El primer registro documentado de Hugh Glass es de 1823, cuando se unió a la expedición del general Ashley y del mayor Henry por el río Missouri, con fines de explotación, comercio de pieles de castor (materia prima fundamental para la confección de sombreros en las ciudades modernas del mundo) y colonización. Tenía unos 40 años y pudo haber nacido en Irlanda o en la comunidad irlandesa de Estados Unidos. Al parecer, el hombre era tremendo contador de historias, así que probablemente mintió y mitificó aspectos de su vida: que había sido marino, que había sido capturado por Jean Lafitte y forzado a sumarse a su banda de piratas, que logró desertar en condiciones sensacionales y fue rescatado por una tribu pawnee que lo adoptó y con la que vivió algunos años. Lo que sí está registrado en forma razonablemente fidedigna es que la misión de montañeses de 1823 sufrió un devastador ataque de indios arikaras. Glass fue uno de los sobrevivientes. Poco después de ello fue atacado por una osa parda que lo destrozó y lo hubiera matado si los compañeros de Glass no hubieran llegado a tiempo para abatir a la fiera. Con una pierna rota y varias partes de la piel laceradas, fue desahuciado por sus colegas. El mayor Henry ofreció una recompensa a dos voluntarios para que se quedaran a su lado hasta que se muriera y que le dieran un entierro digno. Esos dos colegas, Fitzgerald y Bridger, sin embargo, lo abandonaron, llevándose con ellos todo su equipamiento. Pero Glass no se murió, y logró recorrer los 400 kilómetros hasta el fuerte Kiowa (Dakota del Sur) durante seis semanas, con una pequeña ayuda de algunos indios lakotas amigables con los que se encontró por el camino.

La historia siguió, ya que Glass persiguió a Bridger y a Fitzgerald buscando venganza. A Bridger, entonces de 19 años, lo encontró primero y, convencido de que la culpa principal había sido de Fitzgerald, lo perdonó. La persecución de Fitzgerald duró casi un año, e incluyó, entre otras aventuras, una trampa de hostiles indios arikaras que se hicieron pasar por pawnees. Glass se escapó casi por milagro, viéndose otra vez solo y desarmado en un ambiente salvaje. Sobrevivió a dos ataques indígenas más (fueron cuatro en total en aproximadamente un año) hasta que se encontró con Fitzgerald. No, no ocurrió el duelo épico: Fitzgerald ahora era un militar, y las penas eran muy severas para quienes cometieran atentados (justos o no) contra un soldado de la nación. El Ejército arregló las cosas con un generoso resarcimiento de 300 dólares y Fitzgerald devolvió a Glass su preciado rifle.

INFORMACIÓN PROPORCIONADA →
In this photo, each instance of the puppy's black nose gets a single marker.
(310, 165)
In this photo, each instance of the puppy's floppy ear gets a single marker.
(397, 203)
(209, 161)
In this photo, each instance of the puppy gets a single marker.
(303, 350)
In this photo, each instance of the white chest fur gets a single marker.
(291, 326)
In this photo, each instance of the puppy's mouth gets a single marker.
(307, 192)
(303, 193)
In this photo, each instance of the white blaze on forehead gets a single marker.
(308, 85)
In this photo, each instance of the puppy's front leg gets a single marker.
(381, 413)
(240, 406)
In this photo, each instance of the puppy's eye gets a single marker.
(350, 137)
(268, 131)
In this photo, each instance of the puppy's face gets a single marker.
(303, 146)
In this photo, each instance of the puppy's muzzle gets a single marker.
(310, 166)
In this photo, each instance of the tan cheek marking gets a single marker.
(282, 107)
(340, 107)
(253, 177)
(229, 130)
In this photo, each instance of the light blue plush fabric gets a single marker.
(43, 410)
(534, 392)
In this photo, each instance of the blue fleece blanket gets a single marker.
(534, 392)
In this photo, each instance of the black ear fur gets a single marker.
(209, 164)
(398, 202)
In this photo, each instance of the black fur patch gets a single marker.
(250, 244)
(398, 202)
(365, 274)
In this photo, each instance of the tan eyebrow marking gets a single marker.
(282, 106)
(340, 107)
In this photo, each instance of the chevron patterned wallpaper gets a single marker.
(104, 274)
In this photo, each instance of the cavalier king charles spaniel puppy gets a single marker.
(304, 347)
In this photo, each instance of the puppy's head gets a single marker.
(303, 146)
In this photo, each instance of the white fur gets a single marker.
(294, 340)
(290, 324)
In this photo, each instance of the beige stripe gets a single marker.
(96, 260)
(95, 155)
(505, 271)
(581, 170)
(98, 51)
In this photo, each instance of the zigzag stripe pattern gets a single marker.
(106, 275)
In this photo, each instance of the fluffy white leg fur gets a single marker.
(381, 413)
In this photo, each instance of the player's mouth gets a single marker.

INSTRUCCIONES DE LA TAREA → Por favor, repite tal cual el fragmento sobre Hugh Glass desde "La historia siguió, ya" hasta "su preciado rifle.", ambos incluidos.

RESULTADO →
La historia siguió, ya que Glass persiguió a Bridger y a Fitzgerald buscando venganza. A Bridger, entonces de 19 años, lo encontró primero y, convencido de que la culpa principal había sido de Fitzgerald, lo perdonó. La persecución de Fitzgerald duró casi un año, e incluyó, entre otras aventuras, una trampa de hostiles indios arikaras que se hicieron pasar por pawnees. Glass se escapó casi por milagro, viéndose otra vez solo y desarmado en un ambiente salvaje. Sobrevivió a dos ataques indígenas más (fueron cuatro en total en aproximadamente un año) hasta que se encontró con Fitzgerald. No, no ocurrió el duelo épico: Fitzgerald ahora era un militar, y las penas eran muy severas para quienes cometieran atentados (justos o no) contra un soldado de la nación. El Ejército arregló las cosas con un generoso resarcimiento de 300 dólares y Fitzgerald devolvió a Glass su preciado rifle.